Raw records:
═══
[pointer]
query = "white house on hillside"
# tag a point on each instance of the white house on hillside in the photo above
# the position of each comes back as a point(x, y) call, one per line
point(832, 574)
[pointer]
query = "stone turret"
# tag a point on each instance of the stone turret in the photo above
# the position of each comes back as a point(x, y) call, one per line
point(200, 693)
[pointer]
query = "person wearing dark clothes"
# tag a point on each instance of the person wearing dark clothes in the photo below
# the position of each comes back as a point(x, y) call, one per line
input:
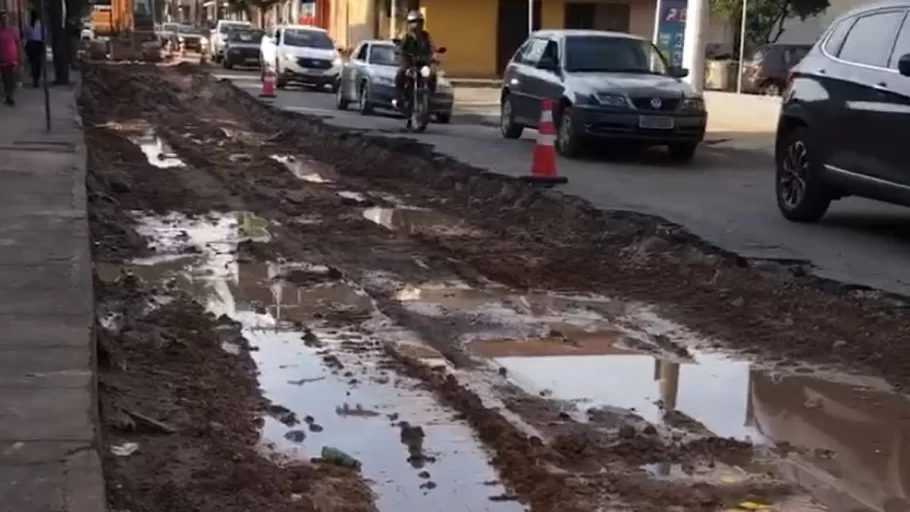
═══
Copy the records above line for line without any changes, leaving out the pictures.

Reply to the exercise:
[pointer]
query = "white house on hillside"
# tag a point on each instance of the white house on hillside in the photo above
# the position of each comes back as a point(x, y) call, one per line
point(832, 574)
[pointer]
query = "stone turret"
# tag a point on each instance of the stone turret in the photo above
# the position of each comes back as a point(x, y) call, one per line
point(200, 693)
[pointer]
query = "person wearing dark clothes"
# tag a point on each instance of the person wearing dark clothes in the photo below
# the position of each comes back as a point(x, y) call, one per line
input:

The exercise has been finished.